Repeat each of the following records word for word.

* Begin *

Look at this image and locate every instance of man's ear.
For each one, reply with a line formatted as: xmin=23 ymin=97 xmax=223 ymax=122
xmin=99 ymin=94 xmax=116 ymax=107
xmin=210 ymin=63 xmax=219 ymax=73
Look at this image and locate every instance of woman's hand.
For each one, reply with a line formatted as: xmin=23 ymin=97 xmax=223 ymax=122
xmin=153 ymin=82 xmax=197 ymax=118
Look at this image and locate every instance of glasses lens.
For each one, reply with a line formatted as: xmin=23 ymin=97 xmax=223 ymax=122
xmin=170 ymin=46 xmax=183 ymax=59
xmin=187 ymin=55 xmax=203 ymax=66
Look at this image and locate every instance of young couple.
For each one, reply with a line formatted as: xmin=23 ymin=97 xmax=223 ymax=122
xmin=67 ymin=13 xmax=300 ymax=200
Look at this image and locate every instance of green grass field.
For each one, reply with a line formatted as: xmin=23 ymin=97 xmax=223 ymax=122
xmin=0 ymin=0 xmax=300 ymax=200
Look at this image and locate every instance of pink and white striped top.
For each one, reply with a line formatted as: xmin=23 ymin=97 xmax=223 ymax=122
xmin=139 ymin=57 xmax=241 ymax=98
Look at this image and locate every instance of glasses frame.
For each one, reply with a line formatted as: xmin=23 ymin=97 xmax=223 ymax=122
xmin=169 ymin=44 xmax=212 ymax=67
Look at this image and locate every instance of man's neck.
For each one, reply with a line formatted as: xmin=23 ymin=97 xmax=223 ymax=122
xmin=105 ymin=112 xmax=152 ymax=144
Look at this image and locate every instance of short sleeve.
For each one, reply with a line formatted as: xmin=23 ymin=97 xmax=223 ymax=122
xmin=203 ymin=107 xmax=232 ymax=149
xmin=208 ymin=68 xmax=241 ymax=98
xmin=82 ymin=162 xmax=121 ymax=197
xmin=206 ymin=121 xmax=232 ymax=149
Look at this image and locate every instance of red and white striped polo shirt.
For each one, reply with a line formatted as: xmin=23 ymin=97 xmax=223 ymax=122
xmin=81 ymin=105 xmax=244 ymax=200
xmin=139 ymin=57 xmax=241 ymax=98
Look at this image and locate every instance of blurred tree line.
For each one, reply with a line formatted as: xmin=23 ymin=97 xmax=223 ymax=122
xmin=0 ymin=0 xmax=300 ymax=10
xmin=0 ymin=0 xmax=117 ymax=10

* End *

EXERCISE OUTPUT.
Look at this image and locate every instance of man's ear.
For each one, reply with a line formatted as: xmin=23 ymin=97 xmax=223 ymax=122
xmin=99 ymin=94 xmax=116 ymax=107
xmin=210 ymin=63 xmax=219 ymax=73
Look at this image and locate every instance of woman's hand.
For each one, reply with a line formatted as: xmin=23 ymin=97 xmax=223 ymax=122
xmin=153 ymin=82 xmax=197 ymax=118
Look at this image and locate every instance of glasses lens.
For each one, reply with a line formatted as: xmin=23 ymin=97 xmax=223 ymax=122
xmin=170 ymin=46 xmax=183 ymax=59
xmin=187 ymin=55 xmax=203 ymax=66
Look at this image and locate every instance of young couple.
For each one, reply with a line formatted as: xmin=23 ymin=97 xmax=223 ymax=122
xmin=67 ymin=13 xmax=300 ymax=200
Look at this image and locate every instance of green grass field.
For each one, reply with a line formatted as: xmin=23 ymin=97 xmax=223 ymax=122
xmin=0 ymin=0 xmax=300 ymax=200
Look at this image and locate every instance of pink and white striped top.
For each one, reply with a line formatted as: xmin=23 ymin=97 xmax=223 ymax=122
xmin=139 ymin=57 xmax=241 ymax=98
Look at this image and locate every instance of glasses frame.
For each one, reply with a line formatted as: xmin=23 ymin=97 xmax=223 ymax=122
xmin=169 ymin=44 xmax=212 ymax=67
Look at this image and locate every instance of man's neck.
For each one, reply with a line formatted as: xmin=23 ymin=97 xmax=223 ymax=122
xmin=105 ymin=112 xmax=152 ymax=144
Look at this image and locate every instance of short sleeve.
For each one, reply with a line formatted as: xmin=23 ymin=97 xmax=223 ymax=122
xmin=203 ymin=107 xmax=232 ymax=149
xmin=208 ymin=68 xmax=241 ymax=98
xmin=82 ymin=162 xmax=121 ymax=197
xmin=206 ymin=121 xmax=232 ymax=149
Look at this image and locate every instance of red and white striped polo shirt.
For each one, reply with a line formatted as: xmin=23 ymin=97 xmax=223 ymax=122
xmin=81 ymin=105 xmax=244 ymax=200
xmin=139 ymin=57 xmax=241 ymax=98
Look at this image and locate every instance of blurred tree line.
For each one, reply with a line formatted as: xmin=23 ymin=97 xmax=223 ymax=122
xmin=0 ymin=0 xmax=300 ymax=10
xmin=0 ymin=0 xmax=117 ymax=10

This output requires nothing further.